• _Written instruction_: Reproduce each line of the records below verbatim, omitting the pictures.

* BEGIN Rows *

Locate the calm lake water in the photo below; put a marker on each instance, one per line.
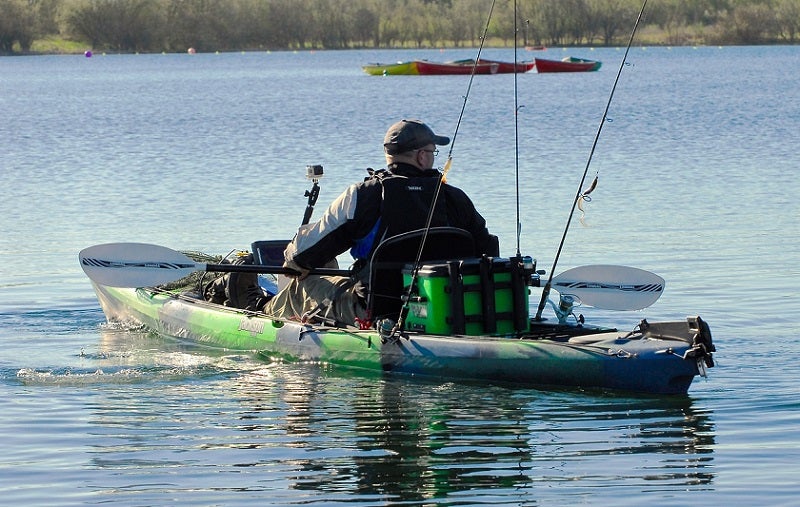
(698, 176)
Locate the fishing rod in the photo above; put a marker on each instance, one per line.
(579, 195)
(443, 178)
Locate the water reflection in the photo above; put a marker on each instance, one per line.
(414, 440)
(310, 433)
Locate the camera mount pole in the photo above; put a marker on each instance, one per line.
(314, 173)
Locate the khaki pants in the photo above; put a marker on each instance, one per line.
(302, 296)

* END Rows *

• _Task solution_:
Locate the calm lake water in the photo below; put a marker on each instance, one per line.
(698, 176)
Locate the fishing rod in the photo above; put a marker on each instance, one per line.
(579, 195)
(443, 178)
Locate the water reflection in the photo above; put a marker on each instance, one per line.
(414, 440)
(310, 433)
Locate the camera mount pole in the photo above; put a marker on each instance, one per line.
(314, 173)
Locate the khaki pants in the photo above; put a marker on each instance, one per line.
(302, 296)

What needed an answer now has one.